EXERCISE GOAL: What lines in the listing include "green"? Return a copy of each.

───── DATA SUPPLIED

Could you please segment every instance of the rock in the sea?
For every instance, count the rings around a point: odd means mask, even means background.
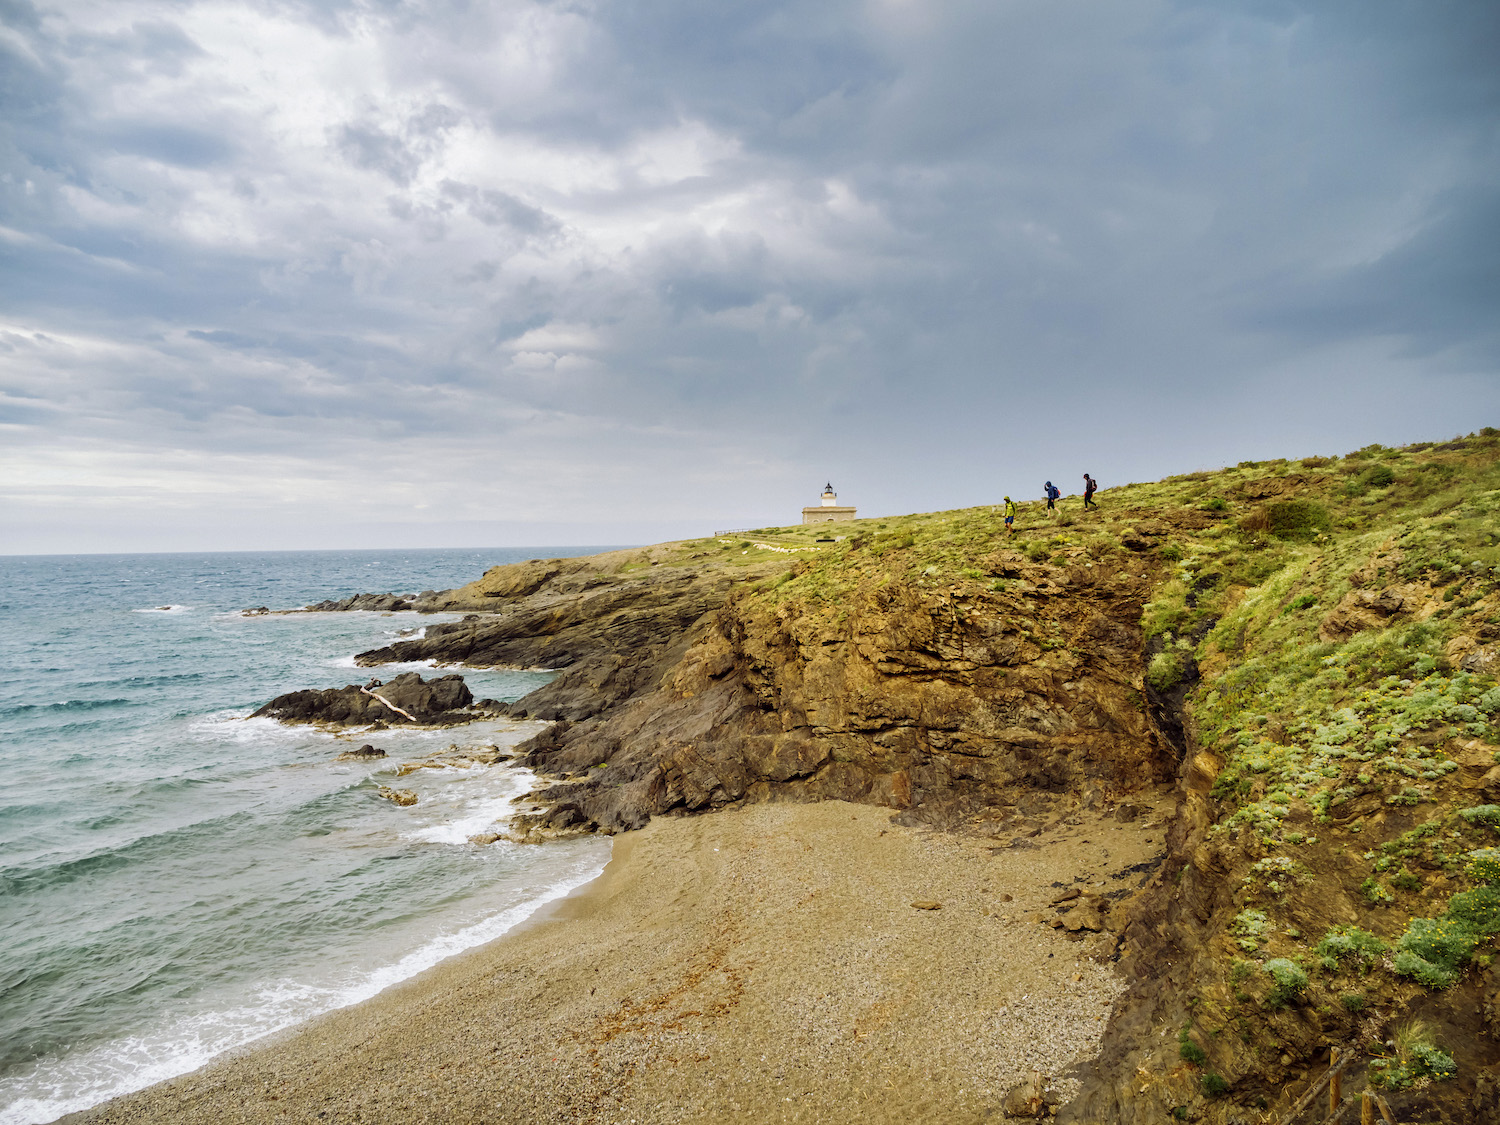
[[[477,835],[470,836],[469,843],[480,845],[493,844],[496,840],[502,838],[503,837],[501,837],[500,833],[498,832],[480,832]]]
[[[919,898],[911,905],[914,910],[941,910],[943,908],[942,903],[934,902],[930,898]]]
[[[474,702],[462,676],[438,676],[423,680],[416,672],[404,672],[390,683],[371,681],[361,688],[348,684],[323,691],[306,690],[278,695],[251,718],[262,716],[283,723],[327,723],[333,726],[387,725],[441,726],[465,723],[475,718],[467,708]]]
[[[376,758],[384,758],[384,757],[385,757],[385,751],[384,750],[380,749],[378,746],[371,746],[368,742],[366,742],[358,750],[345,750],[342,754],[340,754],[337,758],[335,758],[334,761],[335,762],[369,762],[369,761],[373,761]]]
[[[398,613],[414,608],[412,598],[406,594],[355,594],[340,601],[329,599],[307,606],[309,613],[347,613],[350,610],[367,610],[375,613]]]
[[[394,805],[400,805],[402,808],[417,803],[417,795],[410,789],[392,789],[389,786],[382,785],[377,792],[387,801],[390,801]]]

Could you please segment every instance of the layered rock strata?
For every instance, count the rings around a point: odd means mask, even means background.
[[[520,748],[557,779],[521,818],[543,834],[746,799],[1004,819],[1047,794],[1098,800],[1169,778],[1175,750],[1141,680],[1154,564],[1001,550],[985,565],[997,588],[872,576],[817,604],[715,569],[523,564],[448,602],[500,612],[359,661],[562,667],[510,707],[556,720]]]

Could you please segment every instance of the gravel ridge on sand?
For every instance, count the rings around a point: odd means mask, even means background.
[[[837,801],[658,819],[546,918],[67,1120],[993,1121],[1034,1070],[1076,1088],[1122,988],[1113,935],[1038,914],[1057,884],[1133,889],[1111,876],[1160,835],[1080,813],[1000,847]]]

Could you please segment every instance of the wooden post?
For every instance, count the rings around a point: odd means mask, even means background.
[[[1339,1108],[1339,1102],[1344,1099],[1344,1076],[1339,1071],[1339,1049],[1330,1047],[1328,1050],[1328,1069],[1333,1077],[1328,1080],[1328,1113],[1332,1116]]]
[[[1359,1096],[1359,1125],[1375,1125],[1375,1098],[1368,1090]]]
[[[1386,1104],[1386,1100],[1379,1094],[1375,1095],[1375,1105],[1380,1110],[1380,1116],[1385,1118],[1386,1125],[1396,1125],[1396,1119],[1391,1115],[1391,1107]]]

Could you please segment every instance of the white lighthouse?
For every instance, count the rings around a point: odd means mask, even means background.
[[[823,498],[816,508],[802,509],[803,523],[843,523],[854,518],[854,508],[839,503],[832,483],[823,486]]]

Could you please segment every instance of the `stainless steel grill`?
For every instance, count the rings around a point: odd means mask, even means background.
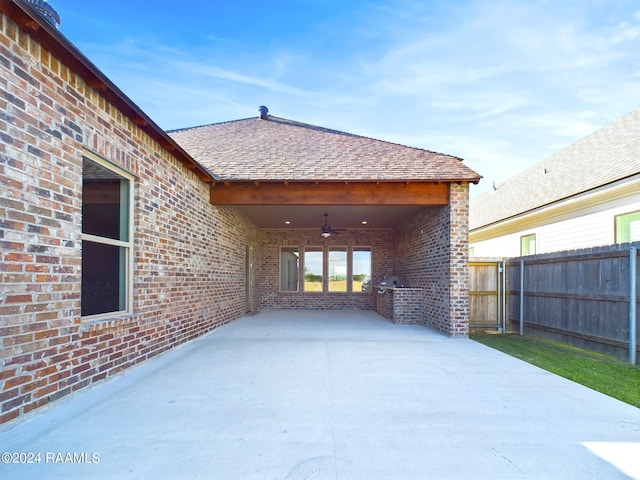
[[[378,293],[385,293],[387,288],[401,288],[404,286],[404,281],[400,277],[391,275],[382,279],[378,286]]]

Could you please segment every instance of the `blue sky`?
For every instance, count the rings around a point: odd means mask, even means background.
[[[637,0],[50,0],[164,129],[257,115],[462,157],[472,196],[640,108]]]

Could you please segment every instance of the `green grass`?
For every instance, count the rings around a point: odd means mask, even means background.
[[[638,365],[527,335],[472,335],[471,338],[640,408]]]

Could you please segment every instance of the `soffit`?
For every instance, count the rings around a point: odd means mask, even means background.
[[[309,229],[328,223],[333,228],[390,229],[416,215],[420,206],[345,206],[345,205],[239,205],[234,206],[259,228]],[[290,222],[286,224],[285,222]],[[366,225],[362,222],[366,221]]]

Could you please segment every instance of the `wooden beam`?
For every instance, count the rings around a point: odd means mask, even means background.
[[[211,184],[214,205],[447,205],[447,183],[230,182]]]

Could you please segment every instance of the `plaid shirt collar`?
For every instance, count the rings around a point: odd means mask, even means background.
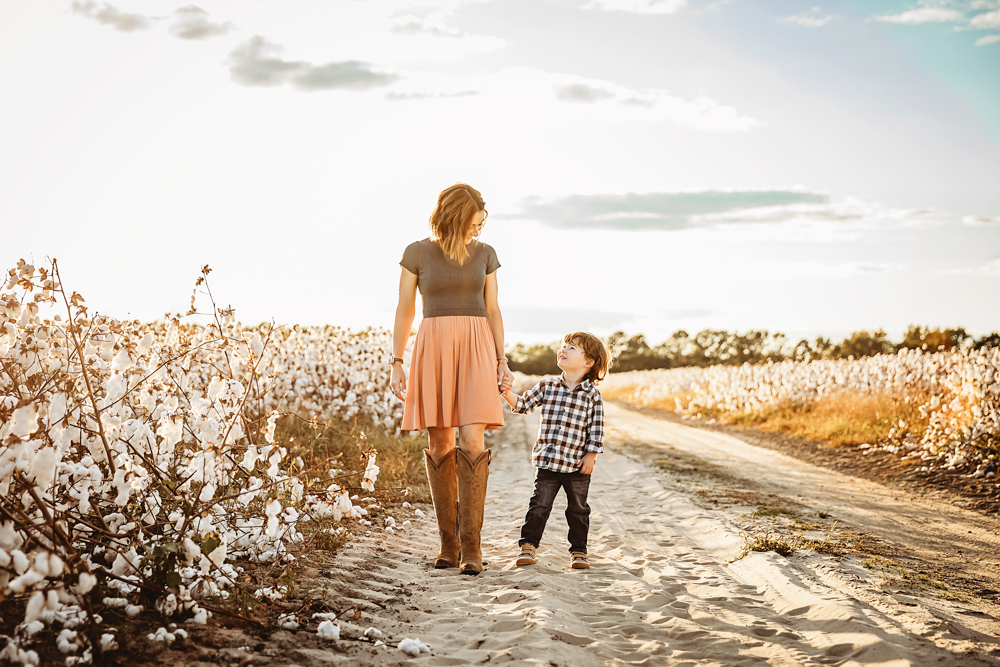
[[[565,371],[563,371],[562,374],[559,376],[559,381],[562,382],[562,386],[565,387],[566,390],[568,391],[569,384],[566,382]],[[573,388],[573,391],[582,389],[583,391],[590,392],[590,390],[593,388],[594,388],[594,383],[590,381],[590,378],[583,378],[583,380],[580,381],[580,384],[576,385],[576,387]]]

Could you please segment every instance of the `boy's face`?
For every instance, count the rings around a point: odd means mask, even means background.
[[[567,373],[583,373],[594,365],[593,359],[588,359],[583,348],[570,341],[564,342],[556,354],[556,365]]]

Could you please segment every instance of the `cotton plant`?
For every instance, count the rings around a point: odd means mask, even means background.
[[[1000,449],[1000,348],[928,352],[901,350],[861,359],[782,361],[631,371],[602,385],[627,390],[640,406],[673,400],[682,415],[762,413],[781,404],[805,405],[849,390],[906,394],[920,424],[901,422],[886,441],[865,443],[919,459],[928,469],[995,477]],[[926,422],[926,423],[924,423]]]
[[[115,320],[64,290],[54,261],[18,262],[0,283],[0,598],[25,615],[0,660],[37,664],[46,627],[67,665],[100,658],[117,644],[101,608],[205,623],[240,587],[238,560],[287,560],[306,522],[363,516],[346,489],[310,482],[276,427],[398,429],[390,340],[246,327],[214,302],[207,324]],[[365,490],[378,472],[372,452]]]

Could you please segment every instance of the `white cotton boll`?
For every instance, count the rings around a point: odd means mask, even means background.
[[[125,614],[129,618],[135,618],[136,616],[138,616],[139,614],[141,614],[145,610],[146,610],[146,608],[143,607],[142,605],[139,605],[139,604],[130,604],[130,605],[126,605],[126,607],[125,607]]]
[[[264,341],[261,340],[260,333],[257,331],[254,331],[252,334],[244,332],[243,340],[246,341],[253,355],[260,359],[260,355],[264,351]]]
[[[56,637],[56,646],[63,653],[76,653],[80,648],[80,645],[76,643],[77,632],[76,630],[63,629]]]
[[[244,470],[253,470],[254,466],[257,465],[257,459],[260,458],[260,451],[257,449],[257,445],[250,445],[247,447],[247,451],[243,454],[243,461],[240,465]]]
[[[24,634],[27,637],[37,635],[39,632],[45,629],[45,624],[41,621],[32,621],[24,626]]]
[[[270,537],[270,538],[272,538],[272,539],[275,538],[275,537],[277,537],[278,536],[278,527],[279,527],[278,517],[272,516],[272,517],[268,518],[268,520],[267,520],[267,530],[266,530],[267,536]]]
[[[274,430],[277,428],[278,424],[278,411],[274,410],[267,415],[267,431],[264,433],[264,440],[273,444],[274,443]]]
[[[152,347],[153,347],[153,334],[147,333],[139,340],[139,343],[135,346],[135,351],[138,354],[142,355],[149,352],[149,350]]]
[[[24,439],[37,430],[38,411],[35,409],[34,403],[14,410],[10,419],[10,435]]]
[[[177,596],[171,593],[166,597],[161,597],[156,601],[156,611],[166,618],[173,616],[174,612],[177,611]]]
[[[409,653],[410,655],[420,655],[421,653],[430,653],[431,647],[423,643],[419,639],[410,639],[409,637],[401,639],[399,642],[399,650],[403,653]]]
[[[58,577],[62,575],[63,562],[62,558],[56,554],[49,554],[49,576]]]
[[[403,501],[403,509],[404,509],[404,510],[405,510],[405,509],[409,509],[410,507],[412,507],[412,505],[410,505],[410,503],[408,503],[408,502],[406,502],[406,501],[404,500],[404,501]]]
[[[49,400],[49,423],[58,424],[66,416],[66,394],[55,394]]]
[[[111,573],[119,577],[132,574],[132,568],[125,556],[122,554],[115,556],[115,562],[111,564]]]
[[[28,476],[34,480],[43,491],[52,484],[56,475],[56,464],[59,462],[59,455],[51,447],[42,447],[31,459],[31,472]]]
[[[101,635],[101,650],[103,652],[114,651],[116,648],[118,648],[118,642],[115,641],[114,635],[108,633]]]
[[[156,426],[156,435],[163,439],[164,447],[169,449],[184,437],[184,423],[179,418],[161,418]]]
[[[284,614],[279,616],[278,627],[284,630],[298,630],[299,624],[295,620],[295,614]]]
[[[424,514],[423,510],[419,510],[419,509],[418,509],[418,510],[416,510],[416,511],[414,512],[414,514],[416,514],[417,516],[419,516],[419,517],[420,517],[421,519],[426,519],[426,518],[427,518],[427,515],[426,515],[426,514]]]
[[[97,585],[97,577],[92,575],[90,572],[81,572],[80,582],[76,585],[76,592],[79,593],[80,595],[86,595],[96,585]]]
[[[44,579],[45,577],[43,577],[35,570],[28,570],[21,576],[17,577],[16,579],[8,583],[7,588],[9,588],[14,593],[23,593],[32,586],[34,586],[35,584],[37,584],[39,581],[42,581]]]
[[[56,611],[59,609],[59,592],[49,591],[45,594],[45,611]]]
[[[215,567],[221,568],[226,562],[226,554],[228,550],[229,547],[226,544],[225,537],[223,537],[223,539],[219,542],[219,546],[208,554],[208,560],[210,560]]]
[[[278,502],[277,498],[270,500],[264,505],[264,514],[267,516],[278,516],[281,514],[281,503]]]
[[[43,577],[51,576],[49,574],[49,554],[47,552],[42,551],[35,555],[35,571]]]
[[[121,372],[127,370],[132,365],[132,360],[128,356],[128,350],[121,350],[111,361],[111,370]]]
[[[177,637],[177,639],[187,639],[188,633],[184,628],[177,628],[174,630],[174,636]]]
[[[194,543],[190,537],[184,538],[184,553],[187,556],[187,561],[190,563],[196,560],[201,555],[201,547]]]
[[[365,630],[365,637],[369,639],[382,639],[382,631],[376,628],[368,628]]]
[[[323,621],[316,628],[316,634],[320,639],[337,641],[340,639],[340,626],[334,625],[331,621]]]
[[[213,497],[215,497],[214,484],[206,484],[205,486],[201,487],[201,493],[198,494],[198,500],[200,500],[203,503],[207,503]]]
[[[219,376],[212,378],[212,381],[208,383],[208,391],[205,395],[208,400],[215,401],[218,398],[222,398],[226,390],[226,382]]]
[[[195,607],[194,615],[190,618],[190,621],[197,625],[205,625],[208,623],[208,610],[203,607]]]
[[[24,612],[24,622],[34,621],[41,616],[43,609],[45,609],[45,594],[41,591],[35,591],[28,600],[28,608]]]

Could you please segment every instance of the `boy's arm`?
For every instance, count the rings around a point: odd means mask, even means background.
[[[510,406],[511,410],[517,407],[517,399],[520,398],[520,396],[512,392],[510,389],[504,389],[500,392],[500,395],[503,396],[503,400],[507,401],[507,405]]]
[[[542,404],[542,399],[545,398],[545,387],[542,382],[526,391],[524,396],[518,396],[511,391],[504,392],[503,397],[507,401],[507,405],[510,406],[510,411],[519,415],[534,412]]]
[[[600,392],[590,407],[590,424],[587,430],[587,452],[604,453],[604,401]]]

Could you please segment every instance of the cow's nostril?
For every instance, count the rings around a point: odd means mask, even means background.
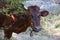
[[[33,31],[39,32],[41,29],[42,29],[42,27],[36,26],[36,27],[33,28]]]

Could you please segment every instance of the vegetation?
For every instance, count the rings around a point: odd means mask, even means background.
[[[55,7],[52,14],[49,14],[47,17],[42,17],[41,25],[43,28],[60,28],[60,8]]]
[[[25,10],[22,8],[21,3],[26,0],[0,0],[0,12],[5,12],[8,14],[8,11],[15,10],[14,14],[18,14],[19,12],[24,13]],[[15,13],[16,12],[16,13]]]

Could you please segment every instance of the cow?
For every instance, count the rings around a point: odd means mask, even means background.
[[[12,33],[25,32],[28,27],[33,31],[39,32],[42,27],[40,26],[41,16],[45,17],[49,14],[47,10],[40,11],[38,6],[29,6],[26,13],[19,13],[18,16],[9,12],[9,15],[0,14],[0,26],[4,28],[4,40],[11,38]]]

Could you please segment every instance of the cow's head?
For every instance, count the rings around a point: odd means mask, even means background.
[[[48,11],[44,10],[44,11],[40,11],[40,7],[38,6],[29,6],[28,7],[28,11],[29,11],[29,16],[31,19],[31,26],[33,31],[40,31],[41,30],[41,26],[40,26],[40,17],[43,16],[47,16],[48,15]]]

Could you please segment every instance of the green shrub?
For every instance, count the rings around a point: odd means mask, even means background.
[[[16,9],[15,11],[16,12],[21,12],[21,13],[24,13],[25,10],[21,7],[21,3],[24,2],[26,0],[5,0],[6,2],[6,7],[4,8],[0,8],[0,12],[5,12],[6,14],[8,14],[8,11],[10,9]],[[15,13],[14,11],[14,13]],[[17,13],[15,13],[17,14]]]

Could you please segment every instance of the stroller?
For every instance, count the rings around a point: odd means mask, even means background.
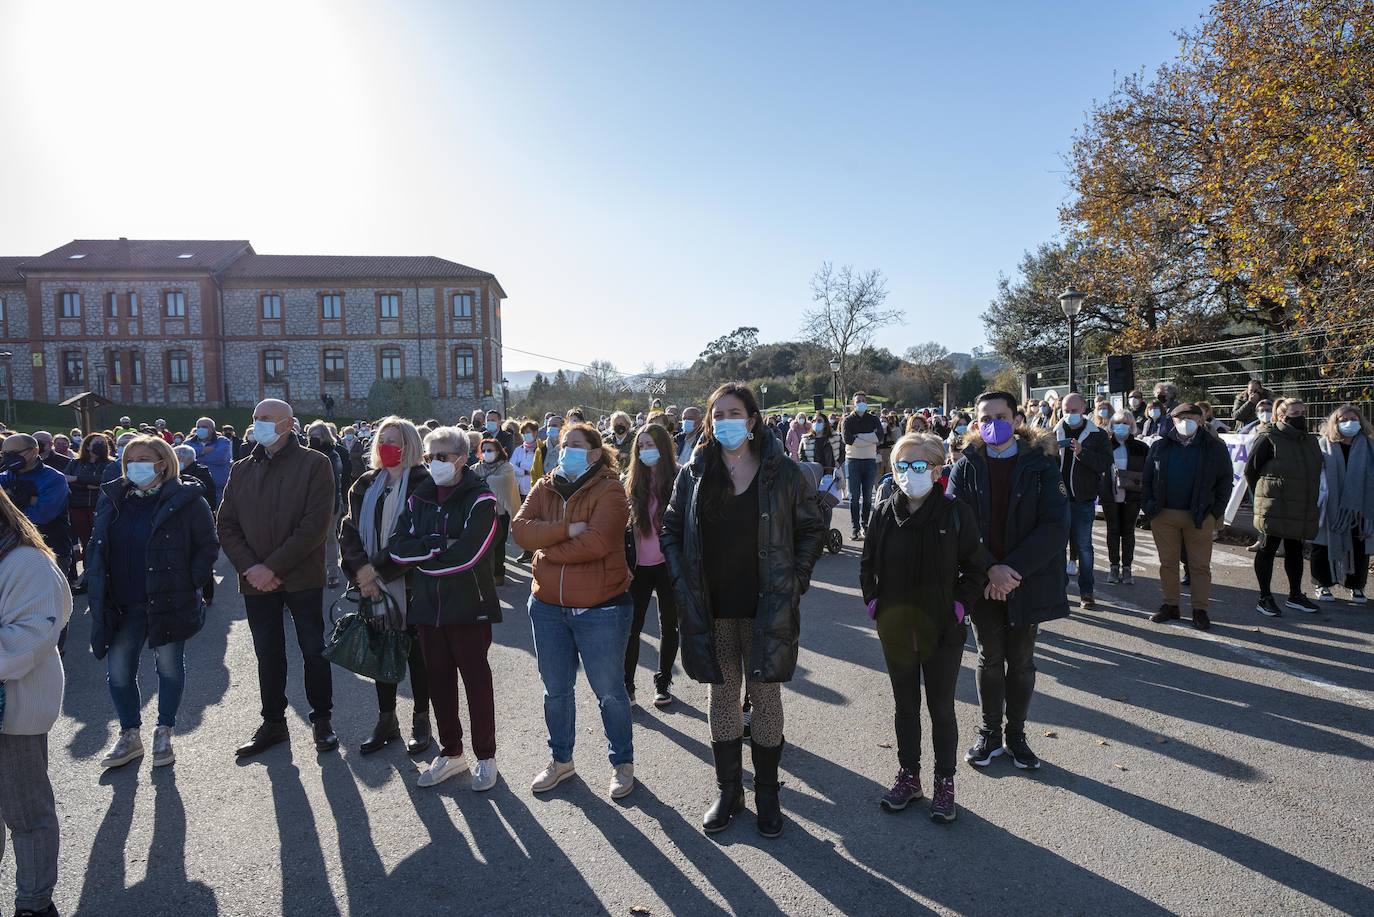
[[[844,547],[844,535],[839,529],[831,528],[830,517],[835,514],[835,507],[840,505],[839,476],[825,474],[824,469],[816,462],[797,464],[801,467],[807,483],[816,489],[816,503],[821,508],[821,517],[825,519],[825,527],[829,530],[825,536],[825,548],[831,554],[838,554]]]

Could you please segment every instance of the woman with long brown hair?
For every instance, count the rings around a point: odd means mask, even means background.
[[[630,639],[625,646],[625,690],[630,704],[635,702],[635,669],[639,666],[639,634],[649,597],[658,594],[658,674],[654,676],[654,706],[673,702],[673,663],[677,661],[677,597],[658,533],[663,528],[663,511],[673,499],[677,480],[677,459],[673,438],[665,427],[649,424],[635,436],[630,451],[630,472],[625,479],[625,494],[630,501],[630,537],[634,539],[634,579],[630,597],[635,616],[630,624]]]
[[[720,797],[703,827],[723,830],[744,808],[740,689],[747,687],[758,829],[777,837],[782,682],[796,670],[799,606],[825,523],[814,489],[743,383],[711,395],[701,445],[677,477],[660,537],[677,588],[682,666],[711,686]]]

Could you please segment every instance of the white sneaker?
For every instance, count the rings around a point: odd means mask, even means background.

──────────

WORKED SOLUTION:
Could you please segment every instance of the `green grass`?
Could you please segment every instance of the green shrub?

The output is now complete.